Excerpt provided>
Characterizing examples

Picking this 16739 comment into generalization, let’s think about what purposes examples serve:

  • Demos. Users flash this, and can right away explore what RIOT can do, play with it, learn the high-level concepts and verify their understanding of what their hardware can do.

    Examples: filesystem, gcoap, saul, nimble_heart_rate_sensor

  • Utilities: Similar to demos, but with the additional expectation that you’d just flash them and start using them in almost a productive setup.

    Examples: gnrc_border_router, maybe ccn-lite-relay

  • Scaffolding to start own applications: You can flash this, but usually you’d start editing there until you’re fed up with the “helloworld” name and copy what by now has become an own project of yours into a separate folder.

    Examples: gcoap (esp. server side), hello-world, usbus_minimal

  • Illustrations of concrete APIs and how to use them.

Items>
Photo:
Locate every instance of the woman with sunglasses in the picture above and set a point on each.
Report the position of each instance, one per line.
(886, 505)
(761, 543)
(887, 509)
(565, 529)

Task prompt> Which examples does the passage on characterizing examples list under utilities?

In response> It lists gnrc_border_router and, tentatively ("maybe"), ccn-lite-relay.